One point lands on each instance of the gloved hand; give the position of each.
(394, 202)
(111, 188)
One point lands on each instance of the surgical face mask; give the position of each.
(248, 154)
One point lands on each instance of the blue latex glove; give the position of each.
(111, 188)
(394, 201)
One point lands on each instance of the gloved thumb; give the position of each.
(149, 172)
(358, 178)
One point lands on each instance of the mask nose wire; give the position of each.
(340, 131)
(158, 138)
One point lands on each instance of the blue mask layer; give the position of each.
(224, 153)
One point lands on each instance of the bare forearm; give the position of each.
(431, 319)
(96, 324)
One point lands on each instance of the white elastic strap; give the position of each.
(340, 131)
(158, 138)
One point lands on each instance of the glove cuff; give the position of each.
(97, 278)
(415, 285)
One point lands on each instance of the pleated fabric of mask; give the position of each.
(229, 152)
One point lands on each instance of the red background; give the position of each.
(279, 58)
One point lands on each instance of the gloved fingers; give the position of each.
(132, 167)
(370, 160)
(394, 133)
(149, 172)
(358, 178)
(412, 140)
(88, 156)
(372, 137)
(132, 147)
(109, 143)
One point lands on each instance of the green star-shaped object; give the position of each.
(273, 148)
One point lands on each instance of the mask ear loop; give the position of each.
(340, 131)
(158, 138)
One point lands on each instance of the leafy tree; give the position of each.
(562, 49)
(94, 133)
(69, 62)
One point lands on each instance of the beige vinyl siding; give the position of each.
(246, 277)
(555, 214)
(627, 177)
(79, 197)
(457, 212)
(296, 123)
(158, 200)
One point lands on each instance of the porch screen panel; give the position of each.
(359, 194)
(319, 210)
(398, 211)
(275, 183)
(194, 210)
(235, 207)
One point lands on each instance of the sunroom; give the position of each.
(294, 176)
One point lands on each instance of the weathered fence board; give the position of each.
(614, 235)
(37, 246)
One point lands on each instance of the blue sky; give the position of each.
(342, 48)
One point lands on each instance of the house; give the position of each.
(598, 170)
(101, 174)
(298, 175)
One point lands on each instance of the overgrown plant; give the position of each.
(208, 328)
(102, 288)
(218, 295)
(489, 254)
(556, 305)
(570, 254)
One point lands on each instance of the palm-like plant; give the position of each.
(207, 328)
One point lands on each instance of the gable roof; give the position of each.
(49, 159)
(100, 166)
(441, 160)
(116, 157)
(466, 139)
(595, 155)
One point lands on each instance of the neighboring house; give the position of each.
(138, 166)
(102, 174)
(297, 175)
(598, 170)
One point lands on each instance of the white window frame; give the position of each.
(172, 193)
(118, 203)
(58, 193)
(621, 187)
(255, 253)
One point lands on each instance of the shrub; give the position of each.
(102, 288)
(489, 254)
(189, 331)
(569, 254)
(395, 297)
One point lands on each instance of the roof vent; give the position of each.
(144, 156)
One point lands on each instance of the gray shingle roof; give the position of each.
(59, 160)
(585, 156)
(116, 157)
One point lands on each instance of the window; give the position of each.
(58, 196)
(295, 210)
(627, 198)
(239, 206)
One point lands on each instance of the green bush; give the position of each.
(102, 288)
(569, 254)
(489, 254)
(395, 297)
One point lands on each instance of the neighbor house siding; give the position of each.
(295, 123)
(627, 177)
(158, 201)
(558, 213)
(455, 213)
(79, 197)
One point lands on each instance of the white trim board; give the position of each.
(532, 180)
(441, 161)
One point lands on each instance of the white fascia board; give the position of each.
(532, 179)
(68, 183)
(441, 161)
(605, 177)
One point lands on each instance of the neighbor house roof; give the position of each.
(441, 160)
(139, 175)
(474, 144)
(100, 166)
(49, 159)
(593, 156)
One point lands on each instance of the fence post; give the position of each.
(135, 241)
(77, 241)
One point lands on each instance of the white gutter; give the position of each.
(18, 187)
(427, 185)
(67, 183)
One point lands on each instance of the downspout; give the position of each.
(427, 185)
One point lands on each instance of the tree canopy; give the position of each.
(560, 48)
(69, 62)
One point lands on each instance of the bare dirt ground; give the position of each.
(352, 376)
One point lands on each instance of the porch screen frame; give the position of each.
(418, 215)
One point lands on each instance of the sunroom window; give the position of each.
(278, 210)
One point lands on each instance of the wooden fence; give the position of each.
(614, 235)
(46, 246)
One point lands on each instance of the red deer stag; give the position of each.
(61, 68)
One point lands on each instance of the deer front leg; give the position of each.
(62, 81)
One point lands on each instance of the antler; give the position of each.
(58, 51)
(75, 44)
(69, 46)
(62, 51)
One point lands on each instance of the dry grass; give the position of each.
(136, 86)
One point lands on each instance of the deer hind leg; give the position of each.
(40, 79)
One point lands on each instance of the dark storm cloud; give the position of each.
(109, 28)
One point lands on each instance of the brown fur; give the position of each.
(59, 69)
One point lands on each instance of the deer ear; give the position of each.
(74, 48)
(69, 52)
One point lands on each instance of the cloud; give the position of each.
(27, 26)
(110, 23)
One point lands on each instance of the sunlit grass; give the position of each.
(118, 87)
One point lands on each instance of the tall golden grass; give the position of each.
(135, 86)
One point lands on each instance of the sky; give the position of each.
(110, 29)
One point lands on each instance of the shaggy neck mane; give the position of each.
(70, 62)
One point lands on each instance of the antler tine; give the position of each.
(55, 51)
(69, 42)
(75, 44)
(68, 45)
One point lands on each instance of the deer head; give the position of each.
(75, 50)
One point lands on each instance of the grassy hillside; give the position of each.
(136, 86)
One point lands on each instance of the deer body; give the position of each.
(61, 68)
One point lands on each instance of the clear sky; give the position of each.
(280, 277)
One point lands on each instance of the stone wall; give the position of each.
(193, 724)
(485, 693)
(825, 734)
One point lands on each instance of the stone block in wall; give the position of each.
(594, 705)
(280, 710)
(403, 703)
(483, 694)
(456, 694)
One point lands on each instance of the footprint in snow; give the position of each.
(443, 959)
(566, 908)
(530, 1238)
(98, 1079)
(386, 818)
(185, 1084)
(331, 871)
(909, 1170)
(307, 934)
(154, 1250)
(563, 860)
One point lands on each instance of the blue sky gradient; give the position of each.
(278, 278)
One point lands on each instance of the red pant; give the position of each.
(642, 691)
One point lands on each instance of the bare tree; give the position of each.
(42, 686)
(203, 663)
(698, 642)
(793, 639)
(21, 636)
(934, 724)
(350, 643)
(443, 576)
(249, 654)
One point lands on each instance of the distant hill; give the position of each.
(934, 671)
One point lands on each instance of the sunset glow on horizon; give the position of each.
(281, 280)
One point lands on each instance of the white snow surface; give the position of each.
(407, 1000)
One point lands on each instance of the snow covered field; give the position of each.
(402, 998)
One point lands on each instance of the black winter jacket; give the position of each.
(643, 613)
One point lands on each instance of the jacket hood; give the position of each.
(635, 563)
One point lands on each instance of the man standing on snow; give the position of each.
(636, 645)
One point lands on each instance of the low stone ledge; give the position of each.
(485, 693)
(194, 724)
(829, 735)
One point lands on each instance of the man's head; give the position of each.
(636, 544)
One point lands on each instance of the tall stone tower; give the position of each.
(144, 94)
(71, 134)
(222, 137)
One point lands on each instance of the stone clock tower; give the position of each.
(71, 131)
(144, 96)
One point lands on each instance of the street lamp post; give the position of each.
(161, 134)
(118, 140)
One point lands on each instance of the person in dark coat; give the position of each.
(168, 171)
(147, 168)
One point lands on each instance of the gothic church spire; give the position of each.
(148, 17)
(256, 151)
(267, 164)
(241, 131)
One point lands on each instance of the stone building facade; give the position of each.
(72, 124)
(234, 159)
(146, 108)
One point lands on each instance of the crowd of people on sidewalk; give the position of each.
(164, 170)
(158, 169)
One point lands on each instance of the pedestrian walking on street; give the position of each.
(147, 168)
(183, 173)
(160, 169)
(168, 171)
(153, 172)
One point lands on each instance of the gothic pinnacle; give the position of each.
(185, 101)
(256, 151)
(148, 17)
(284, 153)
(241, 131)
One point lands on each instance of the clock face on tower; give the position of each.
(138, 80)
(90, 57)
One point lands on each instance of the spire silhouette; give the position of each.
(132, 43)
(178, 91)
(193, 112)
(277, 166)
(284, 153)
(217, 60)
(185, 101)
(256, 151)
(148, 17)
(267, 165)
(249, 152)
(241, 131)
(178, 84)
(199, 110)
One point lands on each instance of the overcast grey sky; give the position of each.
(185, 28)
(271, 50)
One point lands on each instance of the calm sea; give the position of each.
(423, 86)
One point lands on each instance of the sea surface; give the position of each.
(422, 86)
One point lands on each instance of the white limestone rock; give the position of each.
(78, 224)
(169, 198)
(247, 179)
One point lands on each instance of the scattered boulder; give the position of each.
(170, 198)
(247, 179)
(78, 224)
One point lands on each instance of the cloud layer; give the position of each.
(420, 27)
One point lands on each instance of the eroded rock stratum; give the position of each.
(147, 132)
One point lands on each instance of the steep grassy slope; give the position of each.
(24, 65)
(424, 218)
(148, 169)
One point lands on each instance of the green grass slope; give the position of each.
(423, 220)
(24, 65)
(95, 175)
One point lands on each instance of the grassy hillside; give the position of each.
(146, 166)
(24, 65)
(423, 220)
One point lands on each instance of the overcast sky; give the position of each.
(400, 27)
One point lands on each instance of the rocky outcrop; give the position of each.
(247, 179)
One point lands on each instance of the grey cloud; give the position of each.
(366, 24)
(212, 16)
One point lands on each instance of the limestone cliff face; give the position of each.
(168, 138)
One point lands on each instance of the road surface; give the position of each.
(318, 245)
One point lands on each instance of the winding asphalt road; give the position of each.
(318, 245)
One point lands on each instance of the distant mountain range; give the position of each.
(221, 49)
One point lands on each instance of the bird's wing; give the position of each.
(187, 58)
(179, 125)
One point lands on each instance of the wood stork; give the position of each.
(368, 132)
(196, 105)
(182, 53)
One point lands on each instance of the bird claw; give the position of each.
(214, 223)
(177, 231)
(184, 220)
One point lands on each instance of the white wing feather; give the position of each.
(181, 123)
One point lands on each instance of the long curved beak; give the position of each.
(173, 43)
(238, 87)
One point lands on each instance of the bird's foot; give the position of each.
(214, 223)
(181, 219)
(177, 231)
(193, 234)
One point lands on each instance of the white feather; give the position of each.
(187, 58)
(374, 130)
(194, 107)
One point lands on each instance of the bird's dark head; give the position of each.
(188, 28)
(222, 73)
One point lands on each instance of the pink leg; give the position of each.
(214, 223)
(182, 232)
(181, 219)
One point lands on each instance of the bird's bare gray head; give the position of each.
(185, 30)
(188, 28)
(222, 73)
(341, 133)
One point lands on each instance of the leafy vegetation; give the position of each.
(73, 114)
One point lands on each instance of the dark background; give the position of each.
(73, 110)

What the task requires — Reproduce the records word for word, starting at the line containing "One point lands on each instance of the long" and ending with the last line of the records.

Solution for this exercise —
One point lands on each instance of the long curved beak; give the position of each.
(173, 43)
(238, 87)
One point lands on each instance of the bird's foot; give the position of each.
(214, 223)
(181, 219)
(177, 231)
(193, 234)
One point lands on each instance of the white feather; give the position of each.
(187, 58)
(374, 130)
(194, 107)
One point lands on each instance of the bird's dark head; give the position of each.
(188, 28)
(222, 73)
One point lands on each instance of the pink leg; give the position of each.
(214, 223)
(182, 232)
(181, 219)
One point lands on each instance of the bird's bare gray head; give the position of each.
(185, 30)
(188, 28)
(222, 73)
(341, 133)
One point lands on each instance of the leafy vegetation; give the position of each.
(73, 114)
One point lands on each instance of the dark background; give the position of each.
(73, 110)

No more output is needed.